§ PASSAGE TO READ:
/---
Ondalla Eradalla () is a 2018 Indian comedy drama film written and directed by D. Satya Prakash who previously wrote and directed Rama Rama Re, and produced by Umapathy Srinivas who has also produced Hebbuli. Production of the film started in February, the lead actor Rohith Pandavpura a young boy from Pandavapura was selected out of the 1500 kids auditioned for the film.

Plot 
The story revolves around a seven year old boy named Sameera who loses his pet Banu. He goes alone in search of his pet cow to a town called 'Pete', along the way he meets many people from different sections of society. Innocence is the main theme of the movie, whether his innocence can reign over the selfishness of the people he meets on the way to recover his lost pet forms the main crux of the movie.
\---
Records of labeled boxes:
/---
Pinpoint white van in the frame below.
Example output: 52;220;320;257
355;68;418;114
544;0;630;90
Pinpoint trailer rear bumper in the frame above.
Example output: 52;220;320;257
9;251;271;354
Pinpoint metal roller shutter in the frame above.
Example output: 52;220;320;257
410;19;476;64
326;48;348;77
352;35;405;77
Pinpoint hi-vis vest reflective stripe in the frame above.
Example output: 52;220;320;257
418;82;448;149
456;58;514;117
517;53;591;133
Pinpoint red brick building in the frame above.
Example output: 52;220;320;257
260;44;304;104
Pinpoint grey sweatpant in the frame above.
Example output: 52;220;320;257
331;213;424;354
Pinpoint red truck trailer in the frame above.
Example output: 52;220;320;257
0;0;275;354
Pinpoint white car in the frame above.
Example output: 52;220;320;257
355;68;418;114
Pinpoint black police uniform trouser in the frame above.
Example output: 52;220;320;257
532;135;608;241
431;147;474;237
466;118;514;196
\---
§ WRITTEN TASK 1: In the Ondalla Eradalla passage, who wrote and directed the film?
§ WRITTEN TASK 2: Carry on the Ondalla Eradalla passage from its final sentence.

§ EXPECTED ANSWER 1: D. Satya Prakash.

§ EXPECTED ANSWER 2:
Cast 

 Rohith Pandavpura as Sameer
 Sai Krishna Kudla as Huli
 M. K. Mutt
 Anand Neenasam as Nandagopala, a financier 
 Prabhudeva Hosadurga as Rajanna
 Nagabhushana as Suresha, an auto rickshaw driver
 Ramzaan Saab Ullaagaddi
 G. S. Ranganath
 U. V. Nanjappa Benaka
 Thimappa Kulal
 Sandhya Arakere
 Usha Ravishankar
 Triveni M. Vasishta

Music 
Music for the film was composed by Vasuki Vaibhav and Nobin Paul and was released on 25 July 2018 on YouTube. Lyrics for the tracks were written by D. Satya Prakash for the soundtrack.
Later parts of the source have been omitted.